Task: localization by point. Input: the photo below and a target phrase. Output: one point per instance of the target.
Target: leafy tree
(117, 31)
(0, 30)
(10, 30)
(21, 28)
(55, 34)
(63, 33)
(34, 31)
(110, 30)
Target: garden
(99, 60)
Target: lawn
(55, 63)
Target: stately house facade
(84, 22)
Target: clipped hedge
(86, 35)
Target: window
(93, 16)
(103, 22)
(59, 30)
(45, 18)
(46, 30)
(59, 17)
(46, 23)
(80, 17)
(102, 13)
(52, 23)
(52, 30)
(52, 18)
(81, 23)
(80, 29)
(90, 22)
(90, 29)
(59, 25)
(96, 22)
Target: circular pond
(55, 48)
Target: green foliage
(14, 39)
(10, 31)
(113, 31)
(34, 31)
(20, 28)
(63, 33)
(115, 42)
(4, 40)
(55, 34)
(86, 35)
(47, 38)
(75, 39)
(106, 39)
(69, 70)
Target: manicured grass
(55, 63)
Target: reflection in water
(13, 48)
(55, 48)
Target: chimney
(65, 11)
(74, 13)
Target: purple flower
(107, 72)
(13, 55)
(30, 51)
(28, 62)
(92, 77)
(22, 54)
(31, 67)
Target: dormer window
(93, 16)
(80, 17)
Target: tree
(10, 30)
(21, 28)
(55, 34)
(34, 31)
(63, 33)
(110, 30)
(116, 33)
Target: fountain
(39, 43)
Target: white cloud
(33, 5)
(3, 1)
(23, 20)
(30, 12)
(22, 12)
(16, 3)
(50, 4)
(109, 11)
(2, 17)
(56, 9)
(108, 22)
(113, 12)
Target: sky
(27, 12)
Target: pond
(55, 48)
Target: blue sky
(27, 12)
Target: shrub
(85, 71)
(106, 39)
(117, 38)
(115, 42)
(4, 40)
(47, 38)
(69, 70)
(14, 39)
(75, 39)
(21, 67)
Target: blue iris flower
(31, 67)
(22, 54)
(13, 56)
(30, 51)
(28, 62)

#### What needs to be done
Reproduce every record word for word.

#### Written answer
Task: localization by point. Input: the photo below and a target phrase. Output: one point per instance of the target.
Target: leafy tree
(117, 31)
(0, 30)
(10, 30)
(21, 28)
(55, 34)
(63, 33)
(34, 31)
(110, 30)
Target: garden
(99, 60)
Target: lawn
(55, 63)
Target: stately house facade
(84, 22)
Target: clipped hedge
(86, 35)
Target: window
(93, 16)
(103, 22)
(59, 30)
(45, 18)
(46, 30)
(59, 17)
(46, 23)
(80, 17)
(102, 13)
(52, 23)
(52, 30)
(52, 18)
(81, 23)
(80, 29)
(90, 22)
(90, 29)
(59, 25)
(96, 22)
Target: circular pond
(55, 48)
Target: green foliage
(14, 39)
(10, 31)
(113, 31)
(34, 31)
(20, 28)
(63, 33)
(115, 42)
(4, 40)
(55, 34)
(86, 35)
(47, 38)
(75, 39)
(106, 39)
(69, 70)
Target: manicured grass
(55, 63)
Target: reflection in water
(13, 48)
(55, 48)
Target: chimney
(65, 11)
(74, 13)
Target: purple flower
(107, 72)
(13, 55)
(30, 51)
(28, 62)
(92, 77)
(22, 54)
(31, 67)
Target: dormer window
(93, 16)
(80, 17)
Target: tree
(10, 30)
(21, 28)
(55, 34)
(34, 31)
(63, 33)
(110, 30)
(116, 33)
Target: fountain
(39, 43)
Target: white cloud
(33, 5)
(3, 1)
(23, 20)
(30, 12)
(22, 12)
(16, 3)
(50, 4)
(109, 11)
(2, 17)
(56, 9)
(108, 22)
(113, 12)
Target: sky
(27, 12)
Target: pond
(55, 48)
Target: blue sky
(27, 12)
Target: shrub
(85, 71)
(106, 39)
(117, 38)
(115, 42)
(4, 40)
(47, 38)
(69, 70)
(14, 39)
(75, 39)
(21, 67)
Target: blue iris flower
(31, 67)
(22, 54)
(13, 56)
(30, 51)
(28, 62)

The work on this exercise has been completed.